Point-based annotation data:
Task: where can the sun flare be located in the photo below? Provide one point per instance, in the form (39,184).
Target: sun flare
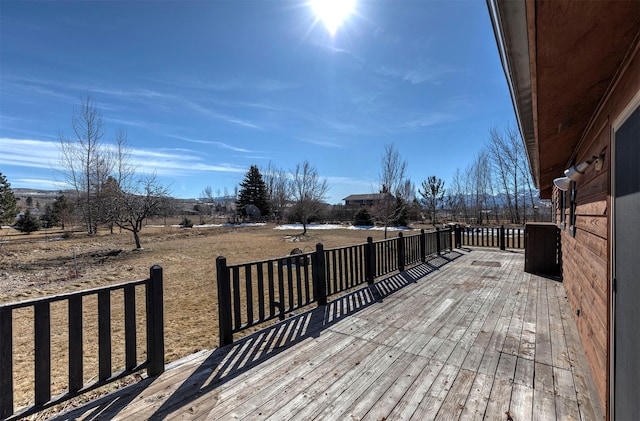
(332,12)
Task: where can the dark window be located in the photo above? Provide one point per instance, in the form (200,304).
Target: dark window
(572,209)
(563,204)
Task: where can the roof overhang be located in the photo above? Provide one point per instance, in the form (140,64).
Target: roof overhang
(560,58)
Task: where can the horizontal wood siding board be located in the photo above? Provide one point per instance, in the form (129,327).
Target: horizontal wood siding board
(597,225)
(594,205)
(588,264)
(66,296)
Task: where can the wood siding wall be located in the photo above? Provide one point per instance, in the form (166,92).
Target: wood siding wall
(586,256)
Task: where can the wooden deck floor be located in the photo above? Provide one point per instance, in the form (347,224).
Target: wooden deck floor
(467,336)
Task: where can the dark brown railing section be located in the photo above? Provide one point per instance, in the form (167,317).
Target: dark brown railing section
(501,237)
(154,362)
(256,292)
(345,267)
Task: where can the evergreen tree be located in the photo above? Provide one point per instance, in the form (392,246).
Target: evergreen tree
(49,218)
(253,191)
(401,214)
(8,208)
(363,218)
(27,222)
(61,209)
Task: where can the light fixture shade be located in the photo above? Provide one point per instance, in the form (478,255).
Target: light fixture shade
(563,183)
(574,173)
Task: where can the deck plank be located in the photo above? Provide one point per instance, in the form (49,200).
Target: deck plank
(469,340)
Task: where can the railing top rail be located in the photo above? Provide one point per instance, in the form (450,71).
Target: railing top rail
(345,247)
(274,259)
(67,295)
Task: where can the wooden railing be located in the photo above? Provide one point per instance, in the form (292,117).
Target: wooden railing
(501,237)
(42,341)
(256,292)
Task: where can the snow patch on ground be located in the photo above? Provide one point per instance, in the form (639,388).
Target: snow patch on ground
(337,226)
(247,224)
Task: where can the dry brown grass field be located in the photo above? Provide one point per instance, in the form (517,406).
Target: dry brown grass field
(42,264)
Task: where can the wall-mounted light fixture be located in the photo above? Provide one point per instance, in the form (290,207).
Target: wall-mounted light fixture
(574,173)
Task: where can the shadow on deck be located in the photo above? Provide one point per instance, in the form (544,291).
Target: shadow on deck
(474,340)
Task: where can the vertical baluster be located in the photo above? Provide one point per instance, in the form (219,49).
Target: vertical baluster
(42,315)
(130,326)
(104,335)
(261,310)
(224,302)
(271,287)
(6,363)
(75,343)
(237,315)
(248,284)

WORK REQUIRED: Will you restate every entry word for word and omit the images?

FULL RESPONSE:
Task: where can the sun flare be located in the photo below? Provide one point per instance, in the form (39,184).
Target: sun flare
(332,12)
Task: where can the dark window be located in the photo above? Provide one point per instance, in the form (200,304).
Target: dark window
(572,209)
(563,204)
Task: where can the roof overhang be located in the photo above? Provide one point per instance, in the form (140,64).
Target: roof overhang
(560,58)
Task: where can the horizontal wood siding board be located in the photo above? Provide one point per instance, in the form (129,327).
Target: horizontal wood siding board
(597,225)
(594,205)
(588,264)
(66,296)
Task: where can the wood siding wall be located in the photo above? Provide one point per instance, in the form (166,92).
Target: wood siding wall
(586,256)
Task: where can the wooden deck floor be located in the photo above? Provide one point per instance, in the form (347,224).
Target: wooden deck floor
(467,336)
Task: where can the dark brown railing section be located in the photo above? Provide one point per instance, in the form (167,317).
Target: dark brown railing section
(501,237)
(154,362)
(256,292)
(345,267)
Task: where can the evergreen tree be located in the photo above? Provide one point per instance, in the form (392,246).
Target: evergreen tree
(49,218)
(253,191)
(401,214)
(8,208)
(363,218)
(27,222)
(61,209)
Task: where can the light fixture shade be located in the photo above? Provide one point per instance, in the form (478,255).
Target: light fixture shade
(563,183)
(574,173)
Task: where can the deck plank be located in the photo above? Provide one point per instance, in the form (49,200).
Target: deck plank
(469,340)
Task: where can the railing top rail be located in the photo above? Provide one point per instance, in the form (450,71).
Target: railing top rail
(345,247)
(274,259)
(67,295)
Task: where can the wooden railing be located in the photo above? Provide one point per instance, in the form (292,117).
Target: wooden railing
(501,237)
(42,341)
(256,292)
Task: where can the snow patch on ground be located in the photo above? Provide one point per instance, in the form (639,388).
Target: snow patch on ground
(337,226)
(247,224)
Task: where can the dry brown grass field be located in the photo above? Provide one point per instance, in the form (517,406).
Target: dry brown grass field
(42,264)
Task: where can the wall-mounted light fixture be located in the photo above? Provide one point per instance, in the form (290,207).
Target: wall-mounted light fixture
(574,173)
Task: where can the shadow on deck be located in the photo above? Provide one point per instance, in the form (544,291).
Target: shadow on deck
(474,340)
Task: where can the vertical baluster be located in the photo above? Provide one point per instance, in the form (219,49).
Target: vertical baluster
(42,315)
(130,326)
(104,335)
(261,310)
(224,302)
(271,287)
(6,363)
(75,343)
(237,315)
(248,284)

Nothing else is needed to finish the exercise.